What you should do -> Among the records that follow, find each line holding the word "carved" and copy it.

Dataset extract below:

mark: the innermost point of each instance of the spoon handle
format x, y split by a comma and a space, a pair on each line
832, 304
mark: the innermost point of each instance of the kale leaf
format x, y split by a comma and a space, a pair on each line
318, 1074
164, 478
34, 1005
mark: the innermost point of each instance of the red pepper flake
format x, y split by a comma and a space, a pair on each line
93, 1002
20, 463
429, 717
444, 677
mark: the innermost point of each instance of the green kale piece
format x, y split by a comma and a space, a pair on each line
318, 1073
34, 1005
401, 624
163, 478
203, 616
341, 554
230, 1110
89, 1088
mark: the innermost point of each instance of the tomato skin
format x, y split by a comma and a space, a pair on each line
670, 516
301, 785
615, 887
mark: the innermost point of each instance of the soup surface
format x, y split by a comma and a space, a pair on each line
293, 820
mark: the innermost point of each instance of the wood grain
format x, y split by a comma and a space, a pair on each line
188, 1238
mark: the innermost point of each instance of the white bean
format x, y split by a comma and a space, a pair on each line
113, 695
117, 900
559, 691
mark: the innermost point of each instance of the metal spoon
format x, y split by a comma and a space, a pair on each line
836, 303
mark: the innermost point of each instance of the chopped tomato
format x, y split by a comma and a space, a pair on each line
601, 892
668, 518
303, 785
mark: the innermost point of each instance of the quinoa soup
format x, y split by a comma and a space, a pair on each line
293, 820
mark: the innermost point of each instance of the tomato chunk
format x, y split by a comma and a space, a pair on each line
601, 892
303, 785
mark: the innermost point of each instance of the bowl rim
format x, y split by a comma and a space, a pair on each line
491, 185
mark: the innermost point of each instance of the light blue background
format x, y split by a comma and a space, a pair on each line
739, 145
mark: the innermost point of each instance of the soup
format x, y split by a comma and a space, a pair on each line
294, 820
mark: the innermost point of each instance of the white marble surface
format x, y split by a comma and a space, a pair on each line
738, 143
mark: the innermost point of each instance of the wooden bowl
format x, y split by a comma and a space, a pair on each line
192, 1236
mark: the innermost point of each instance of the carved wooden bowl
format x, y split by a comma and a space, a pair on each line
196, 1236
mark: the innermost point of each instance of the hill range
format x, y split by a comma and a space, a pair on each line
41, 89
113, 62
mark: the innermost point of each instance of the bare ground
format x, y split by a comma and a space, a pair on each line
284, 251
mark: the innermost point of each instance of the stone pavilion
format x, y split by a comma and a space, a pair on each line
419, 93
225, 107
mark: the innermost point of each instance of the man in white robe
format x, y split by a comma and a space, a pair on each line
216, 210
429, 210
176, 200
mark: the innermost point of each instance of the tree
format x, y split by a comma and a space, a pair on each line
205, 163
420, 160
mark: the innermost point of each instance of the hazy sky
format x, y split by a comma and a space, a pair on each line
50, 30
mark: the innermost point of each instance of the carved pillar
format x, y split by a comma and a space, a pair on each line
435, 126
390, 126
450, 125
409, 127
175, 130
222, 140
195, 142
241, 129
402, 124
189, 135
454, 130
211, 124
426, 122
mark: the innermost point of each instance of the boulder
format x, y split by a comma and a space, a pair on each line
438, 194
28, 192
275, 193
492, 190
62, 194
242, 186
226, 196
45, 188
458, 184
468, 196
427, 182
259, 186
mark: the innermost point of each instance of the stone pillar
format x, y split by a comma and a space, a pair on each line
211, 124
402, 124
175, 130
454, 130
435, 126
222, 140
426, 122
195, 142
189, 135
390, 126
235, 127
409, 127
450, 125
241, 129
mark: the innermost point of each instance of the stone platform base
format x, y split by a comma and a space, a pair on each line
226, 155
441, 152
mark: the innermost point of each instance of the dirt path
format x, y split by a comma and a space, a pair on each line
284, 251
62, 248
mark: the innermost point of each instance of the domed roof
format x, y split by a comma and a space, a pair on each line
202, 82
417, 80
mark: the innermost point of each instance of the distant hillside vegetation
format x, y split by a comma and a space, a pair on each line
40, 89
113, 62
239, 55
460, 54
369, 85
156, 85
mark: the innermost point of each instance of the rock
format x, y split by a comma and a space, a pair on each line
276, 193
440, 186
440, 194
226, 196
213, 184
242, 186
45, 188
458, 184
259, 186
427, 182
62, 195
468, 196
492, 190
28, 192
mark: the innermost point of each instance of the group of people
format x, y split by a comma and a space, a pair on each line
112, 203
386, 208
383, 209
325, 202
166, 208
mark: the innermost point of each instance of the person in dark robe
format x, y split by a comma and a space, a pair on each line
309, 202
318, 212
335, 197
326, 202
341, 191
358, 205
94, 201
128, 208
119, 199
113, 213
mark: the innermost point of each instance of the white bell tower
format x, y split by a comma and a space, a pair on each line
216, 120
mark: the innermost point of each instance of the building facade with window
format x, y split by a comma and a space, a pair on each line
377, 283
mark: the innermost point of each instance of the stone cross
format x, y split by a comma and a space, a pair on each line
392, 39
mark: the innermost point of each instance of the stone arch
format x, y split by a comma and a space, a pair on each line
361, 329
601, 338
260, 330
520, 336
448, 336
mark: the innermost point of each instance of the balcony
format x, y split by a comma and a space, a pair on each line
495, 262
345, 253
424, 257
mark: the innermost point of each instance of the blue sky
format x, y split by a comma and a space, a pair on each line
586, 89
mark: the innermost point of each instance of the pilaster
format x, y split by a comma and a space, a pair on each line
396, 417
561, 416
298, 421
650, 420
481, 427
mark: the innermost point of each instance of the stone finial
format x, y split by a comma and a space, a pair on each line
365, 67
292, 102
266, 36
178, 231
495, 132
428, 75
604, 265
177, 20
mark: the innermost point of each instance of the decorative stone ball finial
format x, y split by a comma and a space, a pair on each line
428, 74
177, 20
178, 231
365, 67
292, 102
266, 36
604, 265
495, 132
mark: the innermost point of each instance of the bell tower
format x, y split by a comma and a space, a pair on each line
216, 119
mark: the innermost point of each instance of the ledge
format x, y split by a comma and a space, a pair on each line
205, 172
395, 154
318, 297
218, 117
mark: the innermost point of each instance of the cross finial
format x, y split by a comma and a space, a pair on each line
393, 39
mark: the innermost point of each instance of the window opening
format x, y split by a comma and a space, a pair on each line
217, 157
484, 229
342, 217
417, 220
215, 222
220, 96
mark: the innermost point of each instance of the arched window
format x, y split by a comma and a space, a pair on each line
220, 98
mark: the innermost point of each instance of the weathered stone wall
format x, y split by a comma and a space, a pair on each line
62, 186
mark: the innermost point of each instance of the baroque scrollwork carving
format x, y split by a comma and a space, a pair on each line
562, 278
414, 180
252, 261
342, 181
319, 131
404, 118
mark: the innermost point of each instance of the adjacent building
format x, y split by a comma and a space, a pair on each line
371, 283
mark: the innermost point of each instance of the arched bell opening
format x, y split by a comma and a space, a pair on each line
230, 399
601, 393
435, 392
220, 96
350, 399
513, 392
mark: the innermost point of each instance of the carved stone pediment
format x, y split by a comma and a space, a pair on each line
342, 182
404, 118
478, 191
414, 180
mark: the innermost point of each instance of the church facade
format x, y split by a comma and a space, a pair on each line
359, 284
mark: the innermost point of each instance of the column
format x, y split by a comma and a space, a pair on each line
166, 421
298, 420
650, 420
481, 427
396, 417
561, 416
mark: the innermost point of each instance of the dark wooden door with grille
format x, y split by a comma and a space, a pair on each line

End of Dataset extract.

Exercise response ->
mark: the innermost point of each instance of the carved wooden bowl
mark: the innermost point of each instance of the carved pillar
mark: the innermost point of each instance of the carved stone pediment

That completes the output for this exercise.